§ **What to work on**
A: In the P13 chip write-up, rewrite everything from "The fabricated chip" down to "free in comparison.", changing "FSM" to "state machine".
B: According to the P13 chip write-up, what is P13's setup slack at 50 MHz?
C: Which metrics does the numbers table in the P13 chip write-up compare between P12 and P13?

BEGIN Document segment

P13 hardened. The chip is the same TT 8×2 tile as P12, the same
RV32E core, the same tt_um_* pin frame — but with an instruction
memory that’s writable from outside and a UART loader to drive it.
The fabricated chip stops being a “runs one program forever” toy
and becomes a real (very small) microcontroller.
Numbers
| P12 | P13 | factor | |
|---|---|---|---|
| Cells | 4,943 | 11,082 | 2.24× |
| Flops | 920 | 2,038 | 2.21× |
| imem flops | 0 (comb ROM) | 1,024 | +1,024 |
| Setup slack @ 50 MHz | 3.91 ns | 0.93 ns | tighter |
| Tile | TT 8×2 | TT 8×2 | same |
| DRC / LVS / antenna | 0/0/0 | 0/0/0 | clean |
The 2.24× cell count growth almost exactly matches the new instruction memory: moving 32 × 32-bit ROM from combinational mux into a flop array adds 1,024 flops directly, plus a couple hundred gates of write-port logic. The loader FSM (12 flops) and uart_rx (~30 flops) are basically free in comparison.

END Document segment
BEGIN Excerpted data

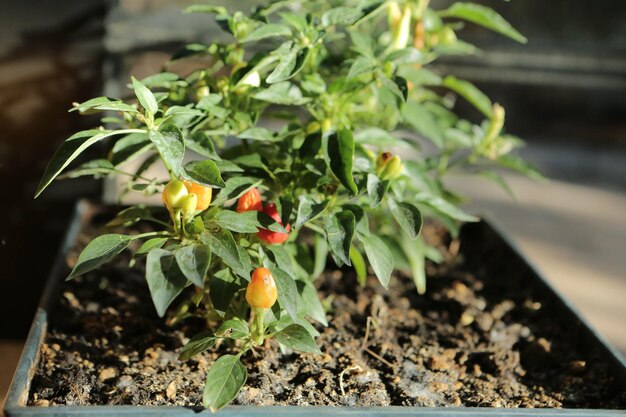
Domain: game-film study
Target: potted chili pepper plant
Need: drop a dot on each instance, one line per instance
(264, 242)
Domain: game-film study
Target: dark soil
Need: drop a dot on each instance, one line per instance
(479, 337)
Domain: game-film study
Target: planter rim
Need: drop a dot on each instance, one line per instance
(17, 396)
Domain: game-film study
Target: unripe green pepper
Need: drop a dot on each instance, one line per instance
(174, 194)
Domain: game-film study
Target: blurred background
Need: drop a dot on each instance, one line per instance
(564, 94)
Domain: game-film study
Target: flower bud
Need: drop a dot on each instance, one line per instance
(174, 193)
(251, 200)
(388, 166)
(268, 236)
(204, 194)
(261, 291)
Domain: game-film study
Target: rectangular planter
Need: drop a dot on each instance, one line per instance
(482, 241)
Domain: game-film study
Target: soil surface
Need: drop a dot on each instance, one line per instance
(479, 337)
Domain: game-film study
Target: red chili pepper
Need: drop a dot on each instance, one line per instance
(269, 236)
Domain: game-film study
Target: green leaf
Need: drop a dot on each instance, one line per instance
(423, 122)
(129, 146)
(259, 133)
(339, 152)
(223, 245)
(414, 251)
(246, 222)
(361, 65)
(145, 96)
(444, 207)
(320, 247)
(70, 149)
(281, 93)
(408, 217)
(484, 16)
(339, 229)
(287, 291)
(197, 344)
(165, 279)
(205, 172)
(470, 93)
(154, 243)
(359, 265)
(281, 258)
(267, 31)
(95, 167)
(99, 251)
(309, 210)
(222, 287)
(194, 261)
(286, 66)
(379, 257)
(376, 189)
(298, 338)
(223, 382)
(200, 143)
(103, 103)
(169, 142)
(341, 16)
(235, 187)
(233, 328)
(206, 8)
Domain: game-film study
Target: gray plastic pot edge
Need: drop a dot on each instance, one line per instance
(16, 401)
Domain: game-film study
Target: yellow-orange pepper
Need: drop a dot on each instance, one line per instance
(251, 200)
(261, 291)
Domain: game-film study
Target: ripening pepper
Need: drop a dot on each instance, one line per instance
(205, 194)
(250, 201)
(269, 236)
(173, 194)
(188, 206)
(261, 291)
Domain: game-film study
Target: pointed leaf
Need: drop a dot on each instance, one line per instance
(470, 93)
(339, 229)
(223, 382)
(379, 257)
(267, 31)
(309, 210)
(194, 261)
(165, 279)
(169, 142)
(484, 16)
(145, 96)
(70, 149)
(205, 173)
(99, 251)
(339, 150)
(408, 217)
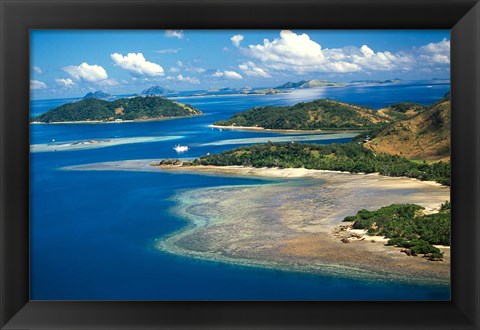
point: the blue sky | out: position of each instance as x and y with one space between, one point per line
71 63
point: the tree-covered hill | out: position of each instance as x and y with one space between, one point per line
408 226
350 157
136 108
425 134
318 114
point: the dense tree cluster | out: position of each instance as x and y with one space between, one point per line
349 157
318 114
150 107
408 227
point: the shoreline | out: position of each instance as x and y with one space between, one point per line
261 129
290 224
276 172
110 122
288 234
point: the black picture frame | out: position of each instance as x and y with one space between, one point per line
17 17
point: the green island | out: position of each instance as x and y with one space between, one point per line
407 226
135 108
349 157
401 140
319 114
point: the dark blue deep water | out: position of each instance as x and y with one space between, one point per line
93 232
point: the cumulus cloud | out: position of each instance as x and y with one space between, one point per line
168 51
174 34
65 82
236 39
87 72
37 69
197 70
191 80
297 53
252 70
137 64
438 53
37 84
227 74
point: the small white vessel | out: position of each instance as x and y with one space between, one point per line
179 148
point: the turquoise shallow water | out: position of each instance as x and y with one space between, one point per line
93 233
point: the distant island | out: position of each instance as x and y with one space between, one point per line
347 157
314 115
379 81
314 83
424 132
267 91
156 90
97 95
124 109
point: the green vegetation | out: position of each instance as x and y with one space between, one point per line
318 114
93 109
407 227
314 83
404 107
349 157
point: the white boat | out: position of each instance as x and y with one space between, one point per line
179 148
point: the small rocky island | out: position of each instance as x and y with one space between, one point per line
124 109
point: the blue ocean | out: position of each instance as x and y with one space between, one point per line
93 233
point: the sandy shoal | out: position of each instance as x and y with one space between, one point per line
290 224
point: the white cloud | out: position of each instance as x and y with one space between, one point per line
237 39
136 64
108 82
174 34
87 72
197 70
297 53
191 80
227 74
37 69
436 52
65 82
37 84
252 70
168 51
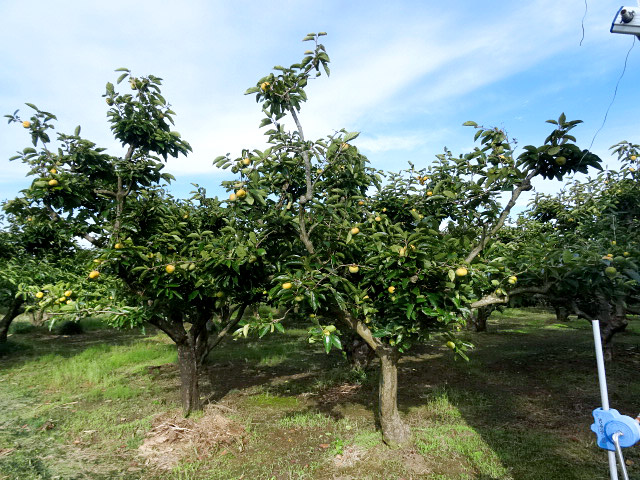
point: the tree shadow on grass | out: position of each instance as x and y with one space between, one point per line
27 347
529 396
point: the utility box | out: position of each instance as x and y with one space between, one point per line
627 20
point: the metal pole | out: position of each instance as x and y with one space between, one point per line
604 395
623 467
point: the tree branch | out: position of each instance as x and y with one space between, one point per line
494 299
524 186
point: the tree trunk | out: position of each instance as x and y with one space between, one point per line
615 324
562 314
359 353
394 430
188 365
15 308
479 318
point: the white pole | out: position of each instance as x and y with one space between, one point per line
604 395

END Excerpted data

§ **Solved problems**
A:
The fabricated chip stops being a “runs one program forever” toy
and becomes a real (very small) microcontroller.
Numbers
| P12 | P13 | factor | |
|---|---|---|---|
| Cells | 4,943 | 11,082 | 2.24× |
| Flops | 920 | 2,038 | 2.21× |
| imem flops | 0 (comb ROM) | 1,024 | +1,024 |
| Setup slack @ 50 MHz | 3.91 ns | 0.93 ns | tighter |
| Tile | TT 8×2 | TT 8×2 | same |
| DRC / LVS / antenna | 0/0/0 | 0/0/0 | clean |
The 2.24× cell count growth almost exactly matches the new instruction memory: moving 32 × 32-bit ROM from combinational mux into a flop array adds 1,024 flops directly, plus a couple hundred gates of write-port logic. The loader state machine (12 flops) and uart_rx (~30 flops) are basically free in comparison.

B: 0.93 ns

C:
Cells
Flops
imem flops
Setup slack @ 50 MHz
Tile
DRC / LVS / antenna